____ Data extracts
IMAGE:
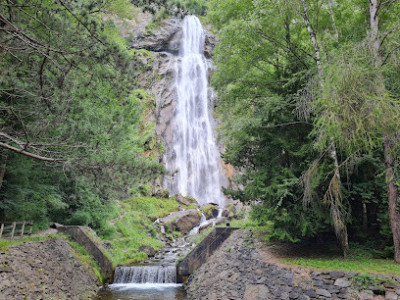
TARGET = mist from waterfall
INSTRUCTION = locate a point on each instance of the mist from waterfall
(195, 166)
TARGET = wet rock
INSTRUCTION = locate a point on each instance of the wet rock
(49, 272)
(182, 221)
(162, 193)
(366, 295)
(182, 199)
(323, 292)
(256, 292)
(166, 37)
(150, 251)
(210, 211)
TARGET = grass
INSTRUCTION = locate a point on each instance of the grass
(361, 259)
(84, 257)
(366, 265)
(135, 228)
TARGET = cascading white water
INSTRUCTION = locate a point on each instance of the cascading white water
(145, 274)
(196, 163)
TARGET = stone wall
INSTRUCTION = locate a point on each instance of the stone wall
(237, 271)
(202, 252)
(79, 234)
________
An exact copy of the lines above, from the one containing "INSTRUCTION = locate a point on each instance of the mist" down to the one containing "TARGET = stone wall" and including both, is the whole answer; retype it and nothing else.

INSTRUCTION = locate a point on each instance of the mist from waterfall
(195, 166)
TARGET = wet rock
INSTRUCTION = locate a point on each instance of the wet rock
(49, 272)
(182, 221)
(162, 193)
(366, 295)
(182, 199)
(323, 292)
(256, 292)
(166, 37)
(150, 251)
(210, 211)
TARGET = grass
INSTRUCTION = locate a point on each instance of the grass
(361, 259)
(84, 257)
(366, 265)
(135, 228)
TARGET = cascading white water
INSTRUCTION = locate a point on each instance of the cascading white water
(145, 274)
(196, 163)
TARGET = stone wall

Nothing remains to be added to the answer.